▶ _完成以下任务_:
**1)** 把关于无线感测网路的节选里从"目前已有許多透過無線感測網路"开始、到"點的行經路線，達到負載平衡。"结束的那一段原样再写一遍。
**2)** 在关于无线感测网路的节选中，论文提出的蒐集感测资料的方法叫什么名字？

▶ _文章节选_:
目前已有許多透過無線感測網路應用於野生動物棲息地的監控、惡意敵軍的偵測和生態氣候的觀察，一般而言會利用隨機撒佈大量的靜態感測節點在特定的感測區域，並且利用一個偵測機率去決定目標物是否出現，最後將感測到的資料數據回報給決策中心，由決策中心進行決策。但是此方法容易因靜態感測節點分佈不均，導致整個無線感測網路通訊不佳，同時回收的感測資料也易造成決策中心進行錯誤的判斷。另外，距離決策中心較近的靜態感測節點由於一直在進行資料轉送的工作，形成熱點問題，易耗損該靜態感測節點的電量，使得無線感測網路的生命週期縮短，造成感測工作中斷。
因此，本篇論文利用動態感測節點取代靜態感測節點來進行感測工作，一個感測節點路徑規劃的品質，可以以監測範圍中，偵測機率最低的地點為標準，即此監控範圍最弱的地點，若一路徑規劃能提升此最弱地點的偵測機率，則代表此路徑規劃的品質較好。在此篇論文中，我們提出了一個利用動態感測節點進行感測資料蒐集的方法稱為關鍵式選擇感測位置路徑規劃機制 (Critical Sensing Location Path planning，CSLP)，利用動態感測節點有效率地蒐集感測資料，提升監控範圍中最弱地點的偵測機率，同時規劃動態感測節點在感測區域中的行走路徑，並且也考慮了在無障礙物情況下，利用多個動態感測節點負責分擔感測工作，期望每一個動態感測節點所負責的路徑長度是近似相等的，並達到動態感測節點之間負載的平衡。
我們將在模擬實驗中展現關鍵式選擇感測位置路徑規劃機制無論障礙物是否存在，皆能有較佳的偵測機率，並且能夠有效地規劃動態感測節點的行經路線，達到負載平衡。

Wireless sensor networks have been used for a variety of purposes such as wildlife habitats monitoring, malicious enemy detection, and climate observation. Conventionally, stationary sensors are used to carry out sensing tasks. However, stationary sensors could lead to many problems such as communication overhead and coverage holes.

▶ _提取的数据_:
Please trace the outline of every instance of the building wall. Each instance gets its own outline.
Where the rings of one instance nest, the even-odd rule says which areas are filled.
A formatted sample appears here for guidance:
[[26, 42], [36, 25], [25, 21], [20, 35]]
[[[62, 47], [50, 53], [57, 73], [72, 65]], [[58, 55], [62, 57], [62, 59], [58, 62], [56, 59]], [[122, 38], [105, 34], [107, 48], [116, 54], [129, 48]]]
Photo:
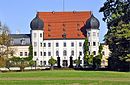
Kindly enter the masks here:
[[31, 41], [33, 46], [33, 60], [37, 65], [43, 64], [43, 30], [32, 30]]
[[[99, 50], [99, 30], [98, 29], [87, 29], [87, 37], [89, 42], [89, 51], [92, 54], [94, 51], [95, 55], [98, 55]], [[95, 45], [94, 45], [95, 43]]]
[[10, 49], [14, 51], [13, 56], [25, 58], [28, 57], [29, 46], [11, 46]]
[[[49, 47], [48, 44], [51, 44]], [[58, 46], [56, 46], [56, 43], [58, 43]], [[66, 43], [66, 46], [64, 46], [64, 43]], [[73, 43], [73, 45], [72, 45]], [[81, 43], [81, 46], [79, 44]], [[57, 57], [60, 57], [60, 65], [63, 66], [63, 60], [68, 61], [68, 65], [70, 65], [70, 56], [73, 57], [73, 60], [78, 59], [80, 56], [80, 59], [82, 60], [81, 65], [83, 66], [83, 43], [84, 39], [80, 40], [44, 40], [44, 55], [43, 55], [43, 60], [46, 62], [46, 65], [48, 64], [48, 60], [51, 58], [51, 56], [57, 60]], [[63, 51], [66, 50], [67, 55], [63, 54]], [[56, 54], [56, 51], [59, 51], [59, 55]], [[72, 55], [71, 51], [74, 51], [74, 55]], [[51, 55], [49, 55], [49, 52], [51, 52]], [[81, 55], [80, 53], [81, 52]]]
[[108, 45], [103, 44], [102, 46], [103, 46], [103, 50], [102, 50], [103, 57], [102, 57], [101, 67], [106, 67], [108, 66], [107, 59], [109, 58], [110, 50]]

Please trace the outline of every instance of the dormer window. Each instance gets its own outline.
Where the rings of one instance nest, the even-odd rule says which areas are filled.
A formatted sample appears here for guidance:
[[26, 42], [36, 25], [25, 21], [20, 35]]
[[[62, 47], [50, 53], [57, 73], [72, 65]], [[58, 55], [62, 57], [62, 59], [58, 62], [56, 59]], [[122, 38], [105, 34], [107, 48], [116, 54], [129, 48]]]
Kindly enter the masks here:
[[48, 24], [48, 31], [51, 31], [51, 25]]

▶ _依次作答_:
**1)**
目前已有許多透過無線感測網路應用於野生動物棲息地的監控、惡意敵軍的偵測和生態氣候的觀察，一般而言會利用隨機撒佈大量的靜態感測節點在特定的感測區域，並且利用一個偵測機率去決定目標物是否出現，最後將感測到的資料數據回報給決策中心，由決策中心進行決策。但是此方法容易因靜態感測節點分佈不均，導致整個無線感測網路通訊不佳，同時回收的感測資料也易造成決策中心進行錯誤的判斷。另外，距離決策中心較近的靜態感測節點由於一直在進行資料轉送的工作，形成熱點問題，易耗損該靜態感測節點的電量，使得無線感測網路的生命週期縮短，造成感測工作中斷。
因此，本篇論文利用動態感測節點取代靜態感測節點來進行感測工作，一個感測節點路徑規劃的品質，可以以監測範圍中，偵測機率最低的地點為標準，即此監控範圍最弱的地點，若一路徑規劃能提升此最弱地點的偵測機率，則代表此路徑規劃的品質較好。在此篇論文中，我們提出了一個利用動態感測節點進行感測資料蒐集的方法稱為關鍵式選擇感測位置路徑規劃機制 (Critical Sensing Location Path planning，CSLP)，利用動態感測節點有效率地蒐集感測資料，提升監控範圍中最弱地點的偵測機率，同時規劃動態感測節點在感測區域中的行走路徑，並且也考慮了在無障礙物情況下，利用多個動態感測節點負責分擔感測工作，期望每一個動態感測節點所負責的路徑長度是近似相等的，並達到動態感測節點之間負載的平衡。
我們將在模擬實驗中展現關鍵式選擇感測位置路徑規劃機制無論障礙物是否存在，皆能有較佳的偵測機率，並且能夠有效地規劃動態感測節點的行經路線，達到負載平衡。

**2)** 關鍵式選擇感測位置路徑規劃機制（Critical Sensing Location Path planning，CSLP）。